[[ EXCERPTED TEXT, beginning ]]

Furthermore, my mother, who has no known siblings, was adopted in 1936, when little or no information was provided to families about the medical histories of adopted children’s biological parents. At 79, Mom has never been diagnosed with cancer, a fact my doctors cited when dismissing my likelihood of being a BRCA mutation carrier.

But King’s current position on testing led me to realize there was more to my genetic story. For too long, King argues, emphasis has been placed solely on our mothers’ medical histories in determining who should undergo BRCA testing, even though “50 percent of our genetic makeup comes from our fathers.” In many instances, King said in the interview with me, a mutation goes “undetected in the father’s family because he has no sisters, and while men can be diagnosed with breast cancer, it is very, very rare.”

As King spoke, I realized she was describing my father’s family. Dad was one of four brothers; they had no sisters. My uncles and my father have all had cancer: lung, colon, prostate and skin. Dad had prostate cancer. Perhaps I inherited a propensity for breast cancer from Dad’s side of the family, since breast, colon and prostate cancers are sometimes considered to occur in familial clusters, potentially signaling a common genetic link.

​King recommends routine BRCA1 and BRCA2 genetic testing for all women, regardless of medical history, to address what she perceives as over-reliance on maternal background. It’s a bold idea for a number of reasons, including the logistics and ​​expense of implementation.

Despite these challenges, King insists that “no woman with BRCA1 or BRCA2 should learn about the mutation after she’s already been diagnosed with cancer.” In her view, testing for all women would occur at about the age of 30, and those who tested positive would be referred to a high-risk breast clinic. There, a woman and her health care team would develop a plan appropriate for her, including discussing the option to remove her ovaries and fallopian tubes by age 40 and possibly to undergo elective prophylactic double mastectomy.

Several months after I spoke with King, I was tested and received the results. Of the 17 genes examined, just one variant was discovered: a mutation on the MUTYH gene categorized as having uncertain significance. Since the mutation is autosomal recessive and occurs on just one of my gene copies rather than both, a necessity for disease to occur, the lab did not report a significant increased risk.

[[ EXCERPTED TEXT, end ]]
[[ GIVEN INFORMATION, beginning ]]

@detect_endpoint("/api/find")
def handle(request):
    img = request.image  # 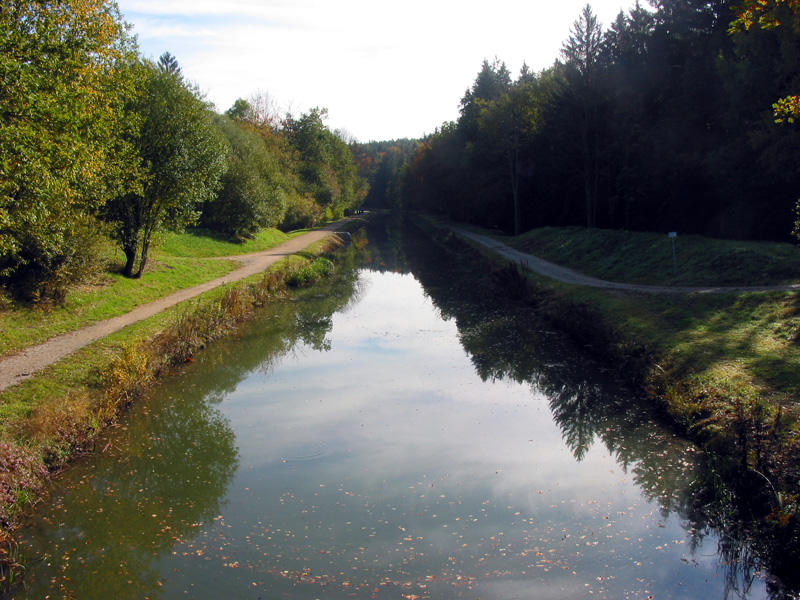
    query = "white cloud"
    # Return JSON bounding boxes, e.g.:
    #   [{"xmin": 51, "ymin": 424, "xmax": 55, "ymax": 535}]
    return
[{"xmin": 119, "ymin": 0, "xmax": 627, "ymax": 141}]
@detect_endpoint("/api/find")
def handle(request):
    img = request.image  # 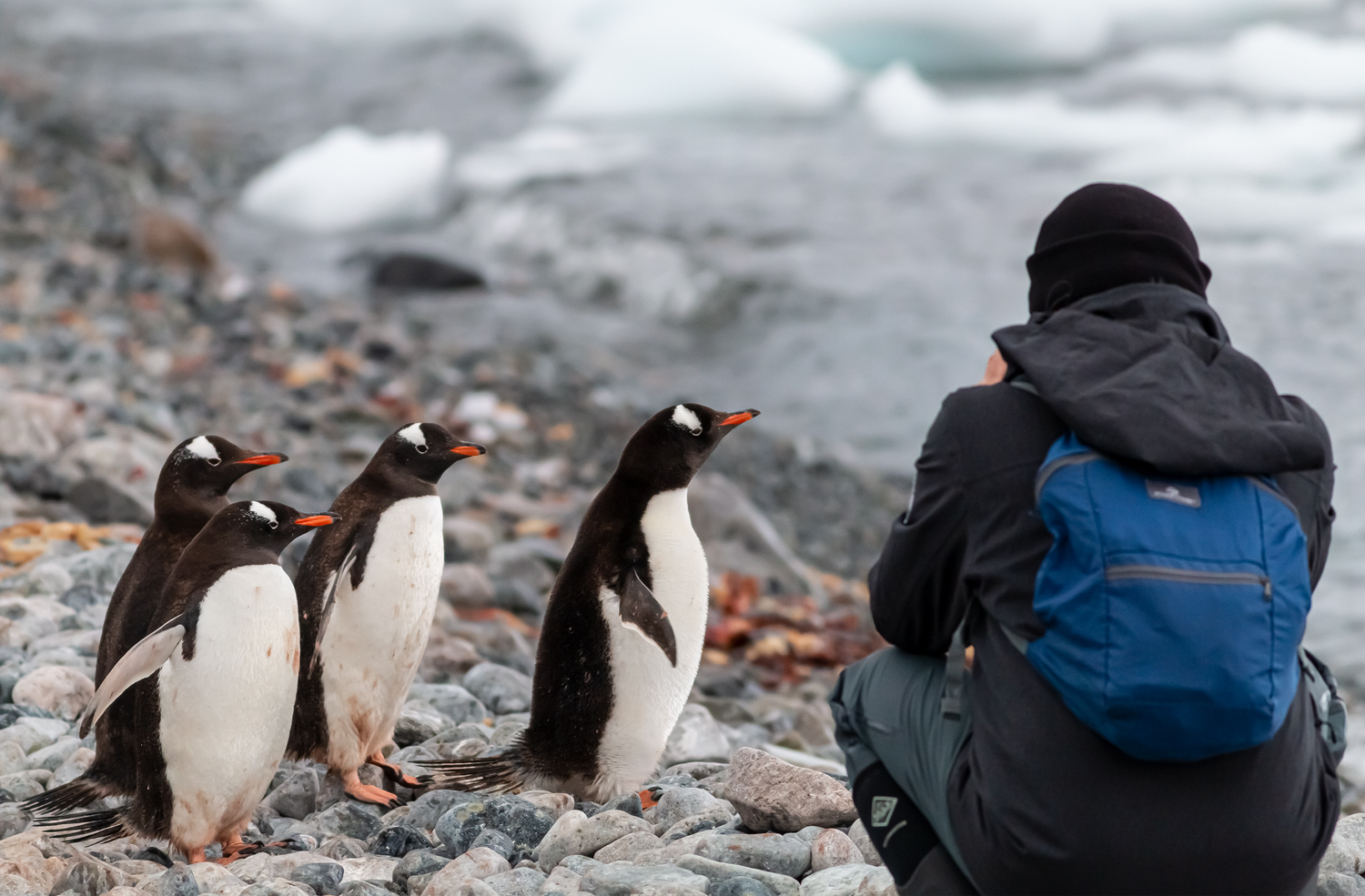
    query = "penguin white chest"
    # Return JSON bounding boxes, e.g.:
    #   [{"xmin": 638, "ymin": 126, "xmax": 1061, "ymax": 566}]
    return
[
  {"xmin": 322, "ymin": 495, "xmax": 445, "ymax": 768},
  {"xmin": 157, "ymin": 563, "xmax": 299, "ymax": 846},
  {"xmin": 598, "ymin": 488, "xmax": 710, "ymax": 795}
]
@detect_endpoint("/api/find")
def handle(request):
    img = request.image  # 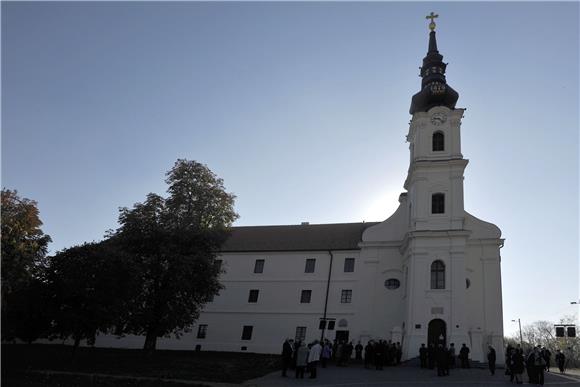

[[ GIVEN INFORMATION, end ]]

§ **ACTION ITEM**
Could you continue the essay on BRCA genetic testing from its last sentence, the one about the lab not reporting a significant increased risk?

§ **ANSWER BOX**
Still, woven into the report were statements that cancer survivors like me pull out and mull over—like the association of one copy of the mutation with a “1.5 fold increased risk for breast cancer and small increased risk for colon cancer” and reports of “>100 adenomatous polyps” (a type of noncancerous polyp that can develop into colon cancer) in individuals testing positive for variants in the MUTYH gene on both gene copies. Had I not received a clean colonoscopy report just a few days before, I would have been running to the gastroenterologist for reassurance.

Although I’m grateful my daughters won’t inherit mutations in BRCA1, BRCA2 or some other worrisome genes examined in my multigene panel—at least not from me—I still feel ambivalent. Could my husband, whose mother and aunt both died of breast cancer, carry a mutation in one of these genes? Is King’s suggestion for routine genetic screening something I should encourage my daughters to consider? Will testing lighten their burden or simply lead to more questions?

“We shouldn’t fear knowledge,” King said when I spoke with her. “Women should be empowered by [this information].”

I had a hard time disagreeing with her. As a breast cancer survivor, a mother and an academic, I believe knowledge can be a path toward empowerment. It’s the gaps in knowledge that concern me.

Cynthia Ryan is a breast cancer survivor who lives in Birmingham, Alabama.